WRITTEN PROBLEM: Express the records in the part that opens with the line containing "Exercise. Point out every instance of the large" and closes with the line containing "point(515, 217)", both ends included, as a two-column CSV with the headers text and answer. Give one row per record, with each value in a single quoted field and line breaks turned into spaces.
-- start of SUPPLIED RECORDS --
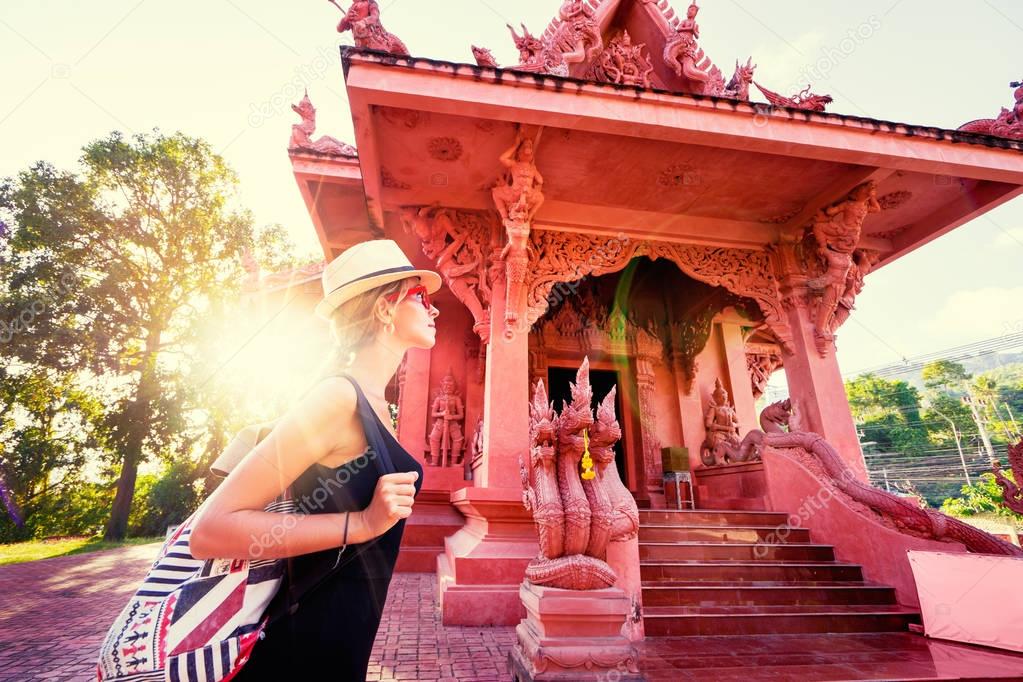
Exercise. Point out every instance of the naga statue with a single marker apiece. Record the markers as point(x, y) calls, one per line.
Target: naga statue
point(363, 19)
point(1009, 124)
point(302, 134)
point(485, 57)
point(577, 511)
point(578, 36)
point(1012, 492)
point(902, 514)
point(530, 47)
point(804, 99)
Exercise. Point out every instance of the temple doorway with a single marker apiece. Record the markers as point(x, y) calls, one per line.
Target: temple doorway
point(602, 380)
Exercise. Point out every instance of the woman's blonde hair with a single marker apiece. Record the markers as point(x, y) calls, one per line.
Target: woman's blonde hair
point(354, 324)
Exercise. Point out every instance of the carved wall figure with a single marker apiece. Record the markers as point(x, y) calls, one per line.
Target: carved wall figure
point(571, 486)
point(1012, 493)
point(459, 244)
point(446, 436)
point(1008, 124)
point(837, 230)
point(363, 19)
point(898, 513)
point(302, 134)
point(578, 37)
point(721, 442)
-- end of SUPPLIED RECORDS --
-- start of SUPPLIED RECORDS --
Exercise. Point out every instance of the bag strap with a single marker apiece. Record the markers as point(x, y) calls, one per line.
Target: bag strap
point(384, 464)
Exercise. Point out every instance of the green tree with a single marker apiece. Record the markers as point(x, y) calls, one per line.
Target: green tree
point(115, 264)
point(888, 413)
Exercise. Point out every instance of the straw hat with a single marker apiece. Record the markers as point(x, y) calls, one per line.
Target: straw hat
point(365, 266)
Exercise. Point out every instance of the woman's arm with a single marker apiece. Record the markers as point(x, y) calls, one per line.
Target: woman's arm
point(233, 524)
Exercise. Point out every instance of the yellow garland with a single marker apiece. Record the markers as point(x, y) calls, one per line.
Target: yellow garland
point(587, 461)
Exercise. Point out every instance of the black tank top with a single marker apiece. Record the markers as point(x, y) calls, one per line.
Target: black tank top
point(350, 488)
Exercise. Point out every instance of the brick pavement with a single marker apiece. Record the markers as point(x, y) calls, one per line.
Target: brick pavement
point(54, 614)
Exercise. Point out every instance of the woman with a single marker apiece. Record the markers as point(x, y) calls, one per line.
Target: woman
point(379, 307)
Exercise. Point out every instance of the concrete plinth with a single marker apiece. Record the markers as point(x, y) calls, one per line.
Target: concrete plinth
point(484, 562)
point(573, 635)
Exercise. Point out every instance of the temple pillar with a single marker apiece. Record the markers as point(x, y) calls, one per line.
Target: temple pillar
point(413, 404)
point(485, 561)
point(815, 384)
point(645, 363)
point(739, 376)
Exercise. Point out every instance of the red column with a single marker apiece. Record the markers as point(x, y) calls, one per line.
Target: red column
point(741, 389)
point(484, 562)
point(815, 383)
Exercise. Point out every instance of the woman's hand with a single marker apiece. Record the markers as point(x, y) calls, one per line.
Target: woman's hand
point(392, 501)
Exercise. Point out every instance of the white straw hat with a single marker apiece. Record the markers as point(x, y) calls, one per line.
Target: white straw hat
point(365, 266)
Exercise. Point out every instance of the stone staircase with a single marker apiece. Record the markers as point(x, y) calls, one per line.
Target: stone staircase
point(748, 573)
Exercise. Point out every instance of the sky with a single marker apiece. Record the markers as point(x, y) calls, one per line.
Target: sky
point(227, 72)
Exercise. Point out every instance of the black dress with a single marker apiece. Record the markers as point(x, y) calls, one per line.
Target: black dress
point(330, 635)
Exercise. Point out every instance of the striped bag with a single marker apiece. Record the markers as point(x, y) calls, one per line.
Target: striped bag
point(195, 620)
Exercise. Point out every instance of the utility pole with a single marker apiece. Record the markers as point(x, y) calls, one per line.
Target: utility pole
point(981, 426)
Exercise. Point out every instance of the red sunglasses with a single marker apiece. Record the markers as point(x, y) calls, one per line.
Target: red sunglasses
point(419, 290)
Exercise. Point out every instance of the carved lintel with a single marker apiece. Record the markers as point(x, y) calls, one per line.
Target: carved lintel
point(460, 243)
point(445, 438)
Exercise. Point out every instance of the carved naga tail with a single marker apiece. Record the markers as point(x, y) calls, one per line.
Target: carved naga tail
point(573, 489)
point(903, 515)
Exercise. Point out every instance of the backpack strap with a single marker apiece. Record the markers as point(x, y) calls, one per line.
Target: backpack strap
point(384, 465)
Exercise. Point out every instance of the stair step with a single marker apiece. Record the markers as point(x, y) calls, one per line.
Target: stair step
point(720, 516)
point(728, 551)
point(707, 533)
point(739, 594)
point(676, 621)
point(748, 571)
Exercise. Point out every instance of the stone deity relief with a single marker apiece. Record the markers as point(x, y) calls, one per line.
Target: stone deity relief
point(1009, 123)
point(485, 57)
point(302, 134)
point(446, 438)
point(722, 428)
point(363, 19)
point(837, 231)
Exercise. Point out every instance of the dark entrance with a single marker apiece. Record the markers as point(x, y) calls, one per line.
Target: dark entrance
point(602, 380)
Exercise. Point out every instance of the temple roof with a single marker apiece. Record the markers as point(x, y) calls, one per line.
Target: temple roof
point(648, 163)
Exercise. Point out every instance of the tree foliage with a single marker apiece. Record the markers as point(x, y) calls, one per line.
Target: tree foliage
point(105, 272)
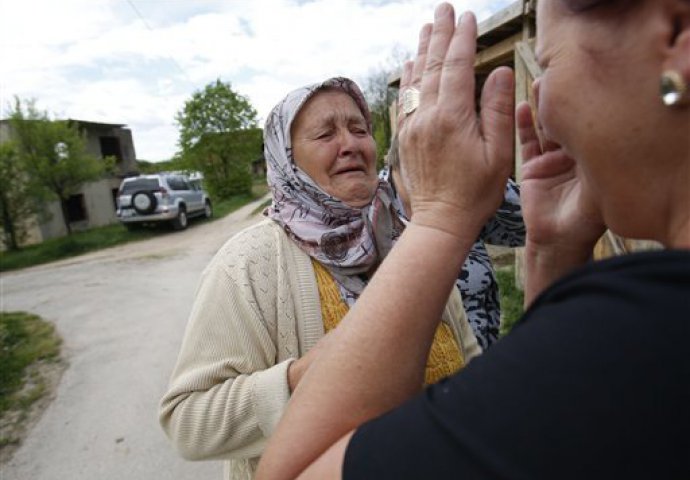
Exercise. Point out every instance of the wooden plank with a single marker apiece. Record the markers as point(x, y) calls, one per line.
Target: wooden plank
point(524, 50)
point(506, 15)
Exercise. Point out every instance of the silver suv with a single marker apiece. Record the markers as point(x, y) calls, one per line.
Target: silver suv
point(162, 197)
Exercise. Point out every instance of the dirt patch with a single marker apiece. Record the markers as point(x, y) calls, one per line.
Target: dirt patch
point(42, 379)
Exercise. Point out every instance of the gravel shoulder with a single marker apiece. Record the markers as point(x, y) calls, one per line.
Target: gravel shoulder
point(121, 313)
-- end of SUPPLIED RECORDS --
-- start of SUPPLIED RECORDS --
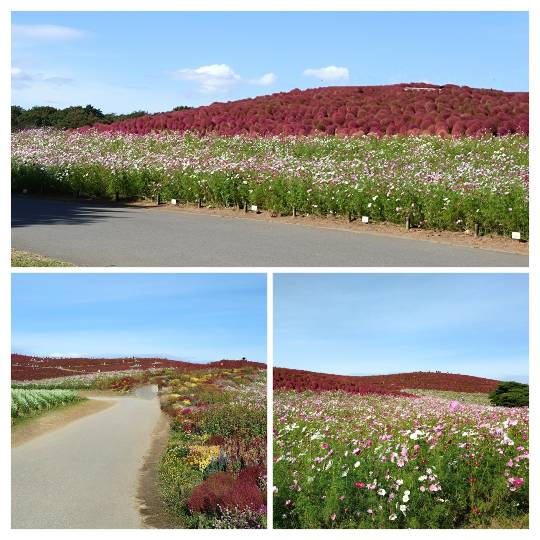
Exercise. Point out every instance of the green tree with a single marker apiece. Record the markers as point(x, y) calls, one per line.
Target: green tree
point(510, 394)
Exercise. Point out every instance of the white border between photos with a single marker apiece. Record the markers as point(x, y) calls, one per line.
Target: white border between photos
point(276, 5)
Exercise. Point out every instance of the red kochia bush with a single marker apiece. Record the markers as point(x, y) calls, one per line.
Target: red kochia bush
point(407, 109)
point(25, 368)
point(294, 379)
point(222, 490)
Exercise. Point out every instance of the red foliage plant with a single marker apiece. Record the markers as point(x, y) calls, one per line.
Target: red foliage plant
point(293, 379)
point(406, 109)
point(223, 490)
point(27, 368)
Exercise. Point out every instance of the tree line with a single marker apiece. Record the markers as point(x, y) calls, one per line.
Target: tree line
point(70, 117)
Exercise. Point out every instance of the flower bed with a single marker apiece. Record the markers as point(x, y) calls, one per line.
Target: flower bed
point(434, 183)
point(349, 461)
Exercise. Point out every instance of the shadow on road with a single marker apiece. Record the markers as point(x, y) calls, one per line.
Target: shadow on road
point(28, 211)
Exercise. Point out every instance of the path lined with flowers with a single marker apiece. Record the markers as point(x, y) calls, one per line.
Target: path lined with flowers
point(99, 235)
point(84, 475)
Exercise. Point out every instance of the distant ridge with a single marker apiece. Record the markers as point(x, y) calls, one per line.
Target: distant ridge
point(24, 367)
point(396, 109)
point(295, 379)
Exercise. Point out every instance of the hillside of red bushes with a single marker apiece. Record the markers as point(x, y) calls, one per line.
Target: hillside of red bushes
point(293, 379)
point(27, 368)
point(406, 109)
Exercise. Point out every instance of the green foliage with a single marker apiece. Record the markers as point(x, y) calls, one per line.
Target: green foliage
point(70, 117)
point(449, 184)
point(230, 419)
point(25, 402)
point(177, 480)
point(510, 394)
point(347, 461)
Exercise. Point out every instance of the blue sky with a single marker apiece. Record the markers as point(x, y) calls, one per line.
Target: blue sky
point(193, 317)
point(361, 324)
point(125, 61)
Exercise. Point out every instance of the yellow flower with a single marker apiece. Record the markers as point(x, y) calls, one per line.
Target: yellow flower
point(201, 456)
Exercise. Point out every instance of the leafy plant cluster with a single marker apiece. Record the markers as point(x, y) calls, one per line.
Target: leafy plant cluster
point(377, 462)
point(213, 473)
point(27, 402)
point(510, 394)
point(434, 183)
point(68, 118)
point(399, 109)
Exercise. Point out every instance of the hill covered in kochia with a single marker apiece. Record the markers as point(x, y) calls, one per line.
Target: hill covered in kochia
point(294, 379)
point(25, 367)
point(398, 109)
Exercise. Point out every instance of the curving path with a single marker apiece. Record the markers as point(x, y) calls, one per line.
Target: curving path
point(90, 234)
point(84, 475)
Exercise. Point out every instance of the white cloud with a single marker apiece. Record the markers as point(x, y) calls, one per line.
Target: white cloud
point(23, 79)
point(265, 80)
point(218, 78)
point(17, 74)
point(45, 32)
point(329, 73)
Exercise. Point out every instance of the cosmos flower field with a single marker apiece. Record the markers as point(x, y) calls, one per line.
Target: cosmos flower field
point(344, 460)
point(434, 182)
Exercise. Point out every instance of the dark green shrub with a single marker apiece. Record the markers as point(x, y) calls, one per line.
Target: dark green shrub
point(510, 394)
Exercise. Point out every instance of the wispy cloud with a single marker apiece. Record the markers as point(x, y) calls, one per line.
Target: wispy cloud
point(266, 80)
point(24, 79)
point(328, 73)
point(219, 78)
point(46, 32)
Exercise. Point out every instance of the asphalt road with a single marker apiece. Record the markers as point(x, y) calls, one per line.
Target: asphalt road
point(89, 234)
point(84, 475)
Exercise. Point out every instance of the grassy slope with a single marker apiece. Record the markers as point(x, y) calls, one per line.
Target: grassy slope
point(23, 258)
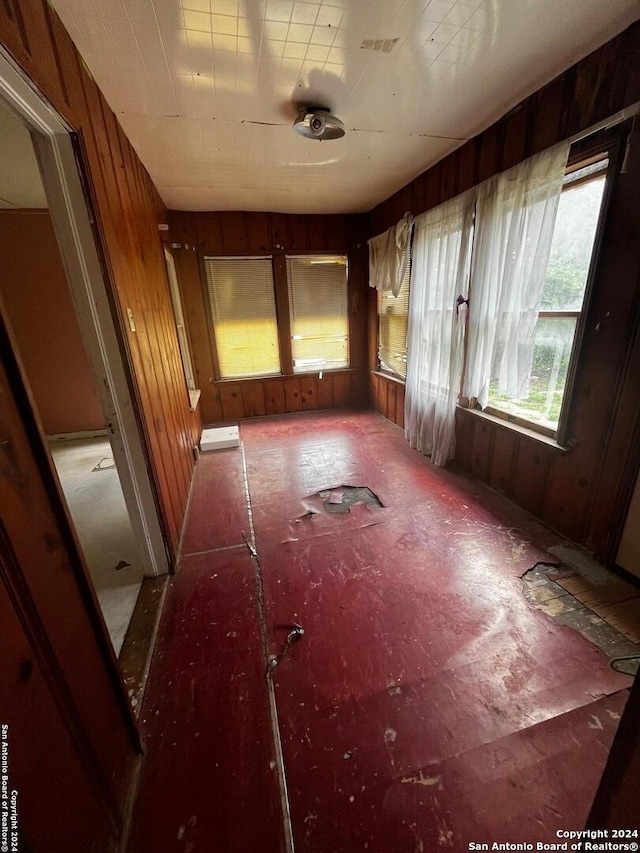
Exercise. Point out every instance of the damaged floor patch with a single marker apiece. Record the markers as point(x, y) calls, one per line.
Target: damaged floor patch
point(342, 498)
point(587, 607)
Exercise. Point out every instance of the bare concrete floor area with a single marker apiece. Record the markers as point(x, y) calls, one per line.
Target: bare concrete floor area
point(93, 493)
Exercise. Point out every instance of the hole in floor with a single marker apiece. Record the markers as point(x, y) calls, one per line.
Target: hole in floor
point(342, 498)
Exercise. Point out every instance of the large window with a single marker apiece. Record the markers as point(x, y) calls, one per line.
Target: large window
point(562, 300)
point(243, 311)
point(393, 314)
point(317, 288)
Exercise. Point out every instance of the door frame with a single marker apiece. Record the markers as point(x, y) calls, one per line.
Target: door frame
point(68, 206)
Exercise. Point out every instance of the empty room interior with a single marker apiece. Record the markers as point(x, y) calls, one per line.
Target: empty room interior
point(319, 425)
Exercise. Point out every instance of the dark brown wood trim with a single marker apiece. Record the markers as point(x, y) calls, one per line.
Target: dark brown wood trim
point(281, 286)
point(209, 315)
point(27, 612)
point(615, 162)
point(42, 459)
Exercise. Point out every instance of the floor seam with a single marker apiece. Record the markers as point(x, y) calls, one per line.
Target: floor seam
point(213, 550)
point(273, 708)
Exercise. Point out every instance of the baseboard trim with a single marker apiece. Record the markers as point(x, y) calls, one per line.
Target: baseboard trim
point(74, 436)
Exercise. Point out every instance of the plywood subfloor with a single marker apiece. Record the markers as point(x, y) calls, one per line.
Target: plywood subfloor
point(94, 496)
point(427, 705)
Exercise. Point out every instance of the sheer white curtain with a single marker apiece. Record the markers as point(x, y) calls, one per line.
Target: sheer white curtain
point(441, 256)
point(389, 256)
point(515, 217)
-- end of SUPPLIED RECORDS --
WRITTEN SOLUTION:
text,answer
"Exercise. Point out every instance of the large window with a single marker apiece. Record the markers as point(x, y) calls, one per line. Target: large window","point(562, 300) point(243, 311) point(393, 314) point(317, 288)"
"Exercise. Point out every instance of the door frame with a single marker apiece. Record the markers as point(x, y) calls, one per line. Target: door frame","point(68, 206)"
"Exercise. Point out every instance of the empty room interior with a single marker apiece. Record the markers as point(x, y) calls, one per line. Target: empty room interior","point(319, 425)"
"Exercise. Point out every instance of the dark brown wood trim with a single marker apiece. Record the markers as point(x, y) calls, one per line. Target: dark brown wood trim","point(281, 286) point(209, 315) point(27, 612) point(615, 162) point(42, 459)"
"Exercise. Point out every instance of the floor seam with a single marker apiece. Record the markers as point(x, y) calls, one per line. Target: floor seam","point(213, 550) point(273, 708)"
"Exercise. Point out every instance of the baseboard trim with a single marker apiece. Record the markers as point(x, y) calls, one per line. Target: baseboard trim","point(74, 436)"
"Exercise. Point out every instance of the plywood subfloor with a single marker apiece. Record the markers as point(x, y) calls, one per line. Target: plywood subfloor","point(94, 496) point(427, 705)"
"Exercise. Point out every instance of the sheer white curtain with a single marker apiece. Record the markers as point(x, y) calls, one per line. Target: sheer white curtain","point(441, 256) point(389, 256) point(515, 217)"